Document extract -
A virtual hard disk file 302 may be formatted in one of a variety of formats including, by way of examples, a fixed hard disk file in which a flat file the size of the hard disk in the guest operating system is used, a dynamic hard disk file in which the size of the file grows dynamically as data is written to the disk, and a differencing hard disk which depends on a parent hard disk that remains unmodified as new data is written to the differencing disk.

To the virtual machine 108, the virtual hard disk file 302 may be represented as a physical disk device 304 that contains a file-system for example. The virtual machine 108 may access individual system files, data files, and other data represented as being stored on this file-system. For example, the virtual machine 108 may access files and directories 305 associated with this disk device 304.

The virtualization provides a level of abstraction such that what appears as a disk and a file-system to the virtual machine 108 appears as a collection of files to the host operating system 104. In one embodiment, the virtual hard disk file 302 may have a .VHD file extension.

Raw records -
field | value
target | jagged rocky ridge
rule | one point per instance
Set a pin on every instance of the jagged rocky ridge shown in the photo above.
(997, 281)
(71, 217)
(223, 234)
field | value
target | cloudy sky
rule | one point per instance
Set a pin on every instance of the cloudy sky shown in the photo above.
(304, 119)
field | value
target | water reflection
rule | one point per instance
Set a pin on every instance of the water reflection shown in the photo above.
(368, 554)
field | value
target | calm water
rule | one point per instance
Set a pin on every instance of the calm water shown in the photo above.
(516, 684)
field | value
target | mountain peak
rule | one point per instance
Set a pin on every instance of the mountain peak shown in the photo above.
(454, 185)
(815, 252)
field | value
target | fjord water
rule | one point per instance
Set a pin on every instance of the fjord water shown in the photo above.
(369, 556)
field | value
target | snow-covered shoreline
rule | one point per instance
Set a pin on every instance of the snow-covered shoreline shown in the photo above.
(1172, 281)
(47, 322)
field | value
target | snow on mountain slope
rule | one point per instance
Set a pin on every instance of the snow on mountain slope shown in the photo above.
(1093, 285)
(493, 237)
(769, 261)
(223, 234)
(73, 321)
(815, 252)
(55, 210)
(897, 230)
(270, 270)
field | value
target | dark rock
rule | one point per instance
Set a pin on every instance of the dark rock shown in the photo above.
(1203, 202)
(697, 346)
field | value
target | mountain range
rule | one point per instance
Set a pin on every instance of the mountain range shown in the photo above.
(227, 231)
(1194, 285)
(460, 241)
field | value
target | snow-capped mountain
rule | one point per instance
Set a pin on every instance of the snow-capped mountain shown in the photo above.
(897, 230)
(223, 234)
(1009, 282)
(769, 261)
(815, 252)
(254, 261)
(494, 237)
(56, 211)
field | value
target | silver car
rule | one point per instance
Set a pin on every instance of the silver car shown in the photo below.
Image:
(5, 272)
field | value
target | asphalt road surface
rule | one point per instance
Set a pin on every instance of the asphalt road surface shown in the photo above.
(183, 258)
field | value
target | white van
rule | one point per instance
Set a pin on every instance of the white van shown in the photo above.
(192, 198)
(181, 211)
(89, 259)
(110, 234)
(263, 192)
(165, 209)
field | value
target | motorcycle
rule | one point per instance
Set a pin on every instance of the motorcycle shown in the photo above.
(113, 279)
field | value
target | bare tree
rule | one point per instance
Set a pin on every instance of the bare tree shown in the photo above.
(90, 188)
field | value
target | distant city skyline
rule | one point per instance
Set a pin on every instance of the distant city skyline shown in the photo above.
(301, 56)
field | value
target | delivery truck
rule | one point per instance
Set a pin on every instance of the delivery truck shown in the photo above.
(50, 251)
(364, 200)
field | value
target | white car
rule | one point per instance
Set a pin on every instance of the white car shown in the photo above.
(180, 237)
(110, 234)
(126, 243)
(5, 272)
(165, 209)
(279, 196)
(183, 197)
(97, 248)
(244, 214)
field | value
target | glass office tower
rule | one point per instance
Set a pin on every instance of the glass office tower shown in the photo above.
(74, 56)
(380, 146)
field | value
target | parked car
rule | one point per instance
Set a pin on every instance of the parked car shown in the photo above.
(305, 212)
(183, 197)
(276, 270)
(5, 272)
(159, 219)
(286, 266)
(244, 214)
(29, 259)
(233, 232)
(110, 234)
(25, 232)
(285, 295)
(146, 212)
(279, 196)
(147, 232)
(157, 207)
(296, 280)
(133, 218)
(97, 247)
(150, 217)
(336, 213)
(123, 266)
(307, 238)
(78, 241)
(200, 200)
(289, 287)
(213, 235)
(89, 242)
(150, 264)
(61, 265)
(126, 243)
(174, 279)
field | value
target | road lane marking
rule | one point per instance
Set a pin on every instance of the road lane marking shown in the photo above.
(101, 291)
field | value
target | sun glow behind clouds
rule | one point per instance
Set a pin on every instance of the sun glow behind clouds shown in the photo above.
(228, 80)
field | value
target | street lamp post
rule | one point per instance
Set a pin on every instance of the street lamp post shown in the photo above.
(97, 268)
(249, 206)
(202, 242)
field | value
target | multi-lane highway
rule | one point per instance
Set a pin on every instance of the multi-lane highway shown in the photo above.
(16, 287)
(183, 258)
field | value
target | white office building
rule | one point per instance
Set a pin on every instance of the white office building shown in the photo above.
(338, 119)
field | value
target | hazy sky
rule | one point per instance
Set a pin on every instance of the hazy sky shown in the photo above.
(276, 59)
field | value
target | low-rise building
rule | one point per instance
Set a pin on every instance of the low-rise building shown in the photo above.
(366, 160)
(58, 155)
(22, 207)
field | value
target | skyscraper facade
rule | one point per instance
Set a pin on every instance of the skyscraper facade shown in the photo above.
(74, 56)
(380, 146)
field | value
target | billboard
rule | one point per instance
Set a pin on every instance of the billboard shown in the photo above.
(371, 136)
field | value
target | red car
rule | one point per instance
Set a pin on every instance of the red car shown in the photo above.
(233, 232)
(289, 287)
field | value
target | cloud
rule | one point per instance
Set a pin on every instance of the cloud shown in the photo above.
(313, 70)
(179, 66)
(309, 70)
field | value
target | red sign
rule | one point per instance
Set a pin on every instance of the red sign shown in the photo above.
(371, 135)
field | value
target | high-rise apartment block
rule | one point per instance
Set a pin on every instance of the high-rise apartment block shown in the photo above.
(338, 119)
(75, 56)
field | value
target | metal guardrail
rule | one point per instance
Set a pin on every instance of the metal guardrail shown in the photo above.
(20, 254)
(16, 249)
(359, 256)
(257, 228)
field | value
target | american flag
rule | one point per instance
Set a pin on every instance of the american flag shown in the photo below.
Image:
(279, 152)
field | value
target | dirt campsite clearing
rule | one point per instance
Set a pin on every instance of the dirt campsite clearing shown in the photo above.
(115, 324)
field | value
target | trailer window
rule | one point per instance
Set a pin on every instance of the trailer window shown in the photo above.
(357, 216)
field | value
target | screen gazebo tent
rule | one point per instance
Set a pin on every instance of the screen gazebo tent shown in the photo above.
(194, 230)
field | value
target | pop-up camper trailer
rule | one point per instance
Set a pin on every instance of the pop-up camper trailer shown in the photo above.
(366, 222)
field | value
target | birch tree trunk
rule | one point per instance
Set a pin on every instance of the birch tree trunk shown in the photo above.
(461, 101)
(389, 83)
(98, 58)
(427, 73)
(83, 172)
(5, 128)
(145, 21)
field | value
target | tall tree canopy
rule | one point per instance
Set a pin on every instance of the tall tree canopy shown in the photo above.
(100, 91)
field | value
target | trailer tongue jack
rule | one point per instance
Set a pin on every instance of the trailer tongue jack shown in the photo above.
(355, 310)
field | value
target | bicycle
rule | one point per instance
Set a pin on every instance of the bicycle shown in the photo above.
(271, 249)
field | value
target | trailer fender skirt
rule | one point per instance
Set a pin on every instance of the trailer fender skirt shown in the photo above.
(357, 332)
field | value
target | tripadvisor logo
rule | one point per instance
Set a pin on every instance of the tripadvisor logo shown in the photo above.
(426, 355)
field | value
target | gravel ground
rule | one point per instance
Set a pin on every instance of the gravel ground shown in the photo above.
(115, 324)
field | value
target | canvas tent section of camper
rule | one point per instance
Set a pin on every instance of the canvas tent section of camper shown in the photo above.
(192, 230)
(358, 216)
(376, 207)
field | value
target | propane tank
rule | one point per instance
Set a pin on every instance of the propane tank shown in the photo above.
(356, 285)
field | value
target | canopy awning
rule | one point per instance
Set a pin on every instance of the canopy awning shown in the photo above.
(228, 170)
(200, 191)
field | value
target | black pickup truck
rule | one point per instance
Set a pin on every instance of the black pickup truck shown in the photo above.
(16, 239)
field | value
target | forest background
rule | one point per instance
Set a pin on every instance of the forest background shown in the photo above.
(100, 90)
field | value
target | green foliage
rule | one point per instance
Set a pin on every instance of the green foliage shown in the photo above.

Aim of the exercise - Copy out word for word the part of the passage on virtual hard disk files that starts with "A virtual hard" and finishes with "the differencing disk.".

Answer to the task -
A virtual hard disk file 302 may be formatted in one of a variety of formats including, by way of examples, a fixed hard disk file in which a flat file the size of the hard disk in the guest operating system is used, a dynamic hard disk file in which the size of the file grows dynamically as data is written to the disk, and a differencing hard disk which depends on a parent hard disk that remains unmodified as new data is written to the differencing disk.